### [Given request]
Reproduce verbatim the lines of the records from the line with "class is chrome" up to and including the line with "[152,493,414,589]", and nothing else.
====== Data listing
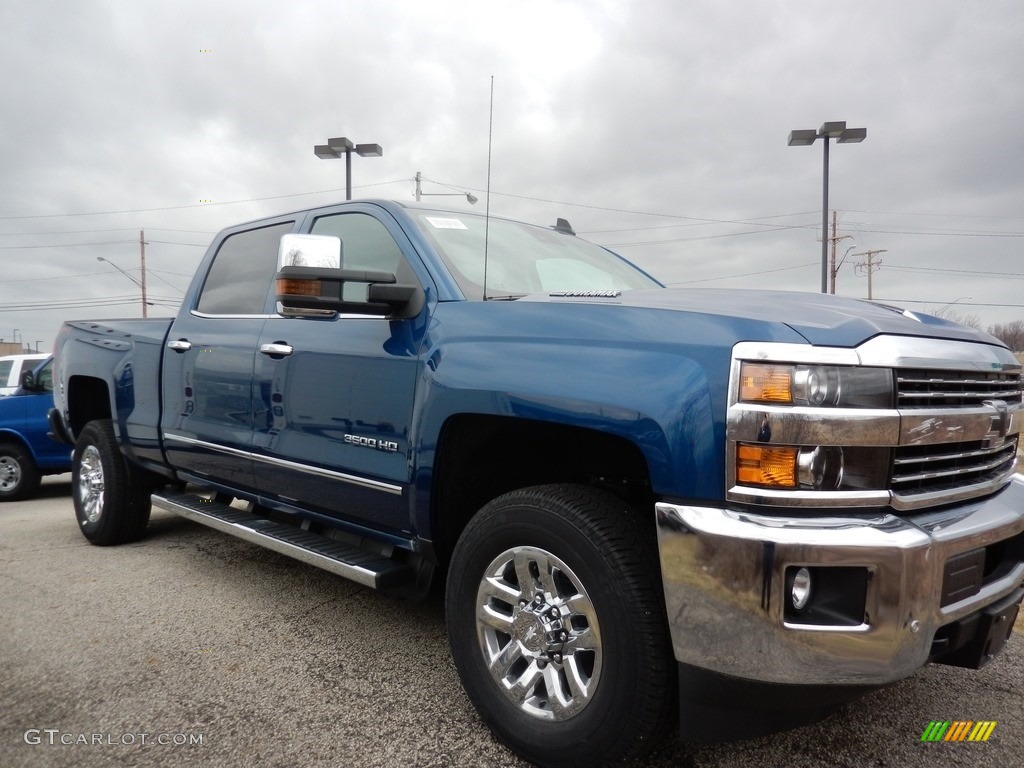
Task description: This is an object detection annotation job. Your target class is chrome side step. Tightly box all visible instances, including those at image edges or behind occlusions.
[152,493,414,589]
============
====== Data listing
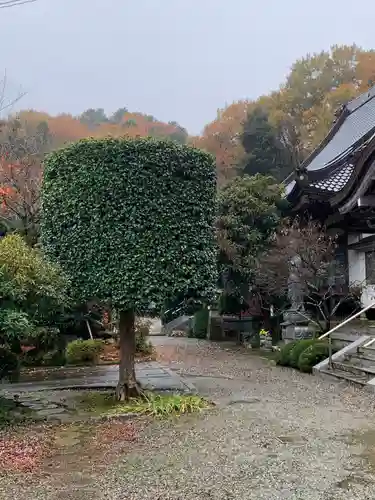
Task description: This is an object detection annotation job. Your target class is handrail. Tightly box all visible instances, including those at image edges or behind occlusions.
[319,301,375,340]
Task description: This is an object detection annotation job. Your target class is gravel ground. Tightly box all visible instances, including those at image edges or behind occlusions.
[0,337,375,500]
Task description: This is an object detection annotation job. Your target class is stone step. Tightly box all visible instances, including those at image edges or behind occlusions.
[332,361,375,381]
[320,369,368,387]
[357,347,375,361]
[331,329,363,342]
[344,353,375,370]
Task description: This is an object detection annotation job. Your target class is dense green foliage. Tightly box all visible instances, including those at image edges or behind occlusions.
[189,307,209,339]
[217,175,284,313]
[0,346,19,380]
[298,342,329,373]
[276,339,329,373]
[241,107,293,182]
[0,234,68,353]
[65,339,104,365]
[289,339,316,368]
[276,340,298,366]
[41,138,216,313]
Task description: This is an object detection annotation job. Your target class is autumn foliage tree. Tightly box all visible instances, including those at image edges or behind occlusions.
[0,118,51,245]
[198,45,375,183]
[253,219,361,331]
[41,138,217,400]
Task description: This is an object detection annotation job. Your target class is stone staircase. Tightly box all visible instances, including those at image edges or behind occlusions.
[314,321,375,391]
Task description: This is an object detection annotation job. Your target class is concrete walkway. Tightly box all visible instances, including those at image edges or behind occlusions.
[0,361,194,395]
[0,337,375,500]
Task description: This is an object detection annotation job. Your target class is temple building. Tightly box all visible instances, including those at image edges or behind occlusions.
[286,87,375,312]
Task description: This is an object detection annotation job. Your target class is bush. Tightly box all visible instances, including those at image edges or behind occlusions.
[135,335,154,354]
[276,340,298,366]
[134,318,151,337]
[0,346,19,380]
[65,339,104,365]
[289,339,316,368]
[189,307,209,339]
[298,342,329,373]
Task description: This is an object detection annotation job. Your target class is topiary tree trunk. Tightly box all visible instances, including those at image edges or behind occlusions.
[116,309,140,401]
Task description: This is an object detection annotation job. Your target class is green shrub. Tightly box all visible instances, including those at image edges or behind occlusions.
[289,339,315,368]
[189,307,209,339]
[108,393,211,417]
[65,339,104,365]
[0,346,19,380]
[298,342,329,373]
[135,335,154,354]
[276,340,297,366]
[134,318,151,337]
============
====== Data listing
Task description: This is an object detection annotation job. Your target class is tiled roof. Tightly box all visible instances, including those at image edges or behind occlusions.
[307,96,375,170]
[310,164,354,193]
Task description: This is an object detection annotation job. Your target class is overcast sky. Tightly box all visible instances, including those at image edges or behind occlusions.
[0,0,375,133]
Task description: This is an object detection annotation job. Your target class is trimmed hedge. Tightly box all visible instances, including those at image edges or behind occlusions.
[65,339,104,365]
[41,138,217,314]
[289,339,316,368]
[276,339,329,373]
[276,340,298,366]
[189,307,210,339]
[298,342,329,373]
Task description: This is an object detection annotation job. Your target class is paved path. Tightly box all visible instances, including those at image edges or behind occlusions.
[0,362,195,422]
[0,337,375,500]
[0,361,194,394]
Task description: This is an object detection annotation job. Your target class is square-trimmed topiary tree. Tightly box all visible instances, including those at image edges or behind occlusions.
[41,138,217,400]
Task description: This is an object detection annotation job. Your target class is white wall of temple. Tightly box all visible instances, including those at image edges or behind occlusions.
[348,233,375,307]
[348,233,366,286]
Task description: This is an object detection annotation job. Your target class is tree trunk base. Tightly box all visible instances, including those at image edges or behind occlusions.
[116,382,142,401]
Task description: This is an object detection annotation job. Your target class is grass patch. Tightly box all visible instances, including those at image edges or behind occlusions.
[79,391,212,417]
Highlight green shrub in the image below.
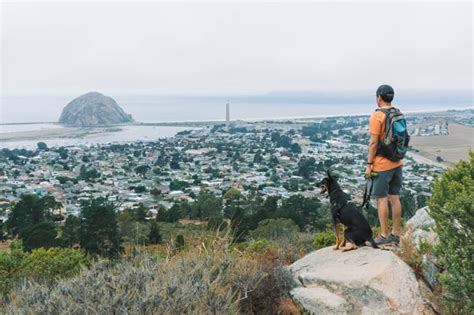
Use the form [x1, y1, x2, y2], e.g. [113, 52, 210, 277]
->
============
### [Full response]
Task description: This is an object detection annotation job. Your target class is chrome side step. Tightly box all visible instances, including those at image edges or behind occlusions.
[152,493,414,589]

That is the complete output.